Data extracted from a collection
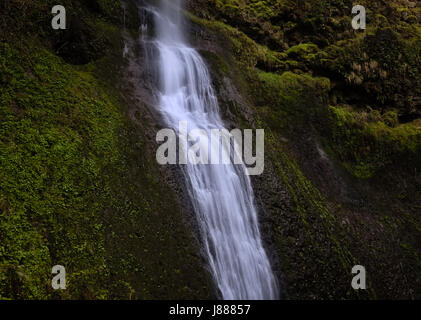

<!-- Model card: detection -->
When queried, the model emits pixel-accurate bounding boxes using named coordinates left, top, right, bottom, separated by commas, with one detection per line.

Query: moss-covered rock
left=188, top=1, right=421, bottom=299
left=0, top=0, right=213, bottom=299
left=1, top=0, right=420, bottom=300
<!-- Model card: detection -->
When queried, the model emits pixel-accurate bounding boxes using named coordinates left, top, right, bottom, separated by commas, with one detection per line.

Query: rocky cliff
left=0, top=0, right=420, bottom=299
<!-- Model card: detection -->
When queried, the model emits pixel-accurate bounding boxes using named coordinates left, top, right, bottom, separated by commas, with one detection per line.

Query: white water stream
left=141, top=0, right=278, bottom=300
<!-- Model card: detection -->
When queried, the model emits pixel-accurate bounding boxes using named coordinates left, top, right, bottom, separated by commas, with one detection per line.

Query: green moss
left=325, top=106, right=421, bottom=179
left=0, top=4, right=213, bottom=299
left=286, top=43, right=319, bottom=59
left=191, top=0, right=421, bottom=300
left=189, top=12, right=284, bottom=71
left=0, top=40, right=120, bottom=298
left=256, top=71, right=330, bottom=131
left=97, top=0, right=123, bottom=20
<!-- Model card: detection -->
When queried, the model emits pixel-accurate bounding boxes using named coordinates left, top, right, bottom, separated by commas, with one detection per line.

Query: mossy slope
left=187, top=0, right=421, bottom=299
left=0, top=0, right=213, bottom=299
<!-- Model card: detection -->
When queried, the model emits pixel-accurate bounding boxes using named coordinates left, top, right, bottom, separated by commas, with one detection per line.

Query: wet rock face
left=51, top=0, right=127, bottom=65
left=85, top=0, right=102, bottom=13
left=120, top=1, right=217, bottom=299
left=53, top=15, right=110, bottom=65
left=185, top=1, right=421, bottom=299
left=0, top=0, right=125, bottom=65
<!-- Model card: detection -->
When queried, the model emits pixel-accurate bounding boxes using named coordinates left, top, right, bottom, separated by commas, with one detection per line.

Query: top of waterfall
left=156, top=0, right=185, bottom=44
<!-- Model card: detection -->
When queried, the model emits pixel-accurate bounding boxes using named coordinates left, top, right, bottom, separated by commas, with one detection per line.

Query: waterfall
left=141, top=0, right=279, bottom=300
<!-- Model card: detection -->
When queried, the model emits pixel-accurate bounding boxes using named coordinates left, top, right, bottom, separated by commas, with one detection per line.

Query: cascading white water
left=145, top=0, right=278, bottom=300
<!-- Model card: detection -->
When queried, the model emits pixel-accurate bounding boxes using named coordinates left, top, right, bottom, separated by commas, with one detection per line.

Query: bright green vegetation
left=255, top=71, right=421, bottom=179
left=325, top=106, right=421, bottom=179
left=1, top=0, right=420, bottom=300
left=194, top=0, right=421, bottom=117
left=0, top=0, right=213, bottom=299
left=189, top=0, right=421, bottom=299
left=0, top=40, right=123, bottom=299
left=191, top=0, right=421, bottom=180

TASK DETAILS:
Set down all the lines above exactly as they appear, with no pictures.

SOLUTION TO THE EXERCISE:
<!-- Model card: detection -->
When queried, the model emits pixel-accurate bounding boxes using named coordinates left, top, right, bottom, separated by commas, with one detection per line.

Query: moss-covered rock
left=188, top=1, right=421, bottom=299
left=0, top=0, right=213, bottom=299
left=1, top=0, right=420, bottom=300
<!-- Model card: detection -->
When queried, the model emits pixel-accurate bounding boxes using named coordinates left, top, right, bottom, separated by commas, with one detection per line.

Query: rocky cliff
left=0, top=0, right=420, bottom=299
<!-- Model card: detection -->
When queried, the model emits pixel-accurate bounding boxes using named coordinates left, top, right, bottom, separated by commas, with one detection per line.

Query: white water stream
left=141, top=0, right=278, bottom=300
<!-- Model card: detection -->
When queried, the model emits pixel-accurate bounding boxes using named coordinates left, top, right, bottom, separated by commas, with one detection per line.

Query: green moss
left=325, top=106, right=421, bottom=179
left=0, top=4, right=213, bottom=299
left=286, top=43, right=319, bottom=59
left=191, top=0, right=421, bottom=300
left=189, top=12, right=284, bottom=71
left=0, top=40, right=120, bottom=298
left=256, top=71, right=330, bottom=131
left=97, top=0, right=123, bottom=20
<!-- Model card: detection -->
When queried, the model emits pixel-accurate bounding boxes using named coordinates left, top, right, bottom, separated by commas, with one detection per line.

Query: mossy slope
left=187, top=0, right=421, bottom=299
left=0, top=0, right=213, bottom=299
<!-- Model card: detection -->
When queried, the model emits pixel-accurate bounding boxes using named coordinates left, top, right, bottom, separated by commas, with one detection per line.

Query: wet rock face
left=51, top=0, right=127, bottom=65
left=85, top=0, right=102, bottom=13
left=120, top=1, right=217, bottom=299
left=53, top=15, right=110, bottom=65
left=185, top=1, right=421, bottom=299
left=0, top=0, right=125, bottom=65
<!-- Model card: detection -->
When queried, the model emits pixel-accurate bounding boxes using named coordinates left, top, right, bottom, separated by commas, with one detection per line.

Query: top of waterfall
left=156, top=0, right=185, bottom=44
<!-- Model card: detection -->
When queried, the model emits pixel-accurate bounding boxes using named coordinates left, top, right, bottom, separated by commas, with one detection per line.

Query: waterfall
left=141, top=0, right=279, bottom=300
<!-- Model card: detection -->
When queried, the model emits pixel-accurate bounding boxes using named coordinates left, top, right, bottom, separated by commas, with one detection per line.

Query: cascading white water
left=145, top=0, right=278, bottom=300
<!-- Model card: detection -->
When queried, the model emits pixel-accurate bounding boxes using named coordinates left, top, right, bottom, separated by commas, with one detection per line.

Query: bright green vegetation
left=255, top=71, right=421, bottom=179
left=325, top=106, right=421, bottom=179
left=1, top=0, right=420, bottom=300
left=194, top=0, right=421, bottom=117
left=0, top=0, right=213, bottom=299
left=189, top=0, right=421, bottom=299
left=0, top=40, right=123, bottom=299
left=191, top=0, right=421, bottom=180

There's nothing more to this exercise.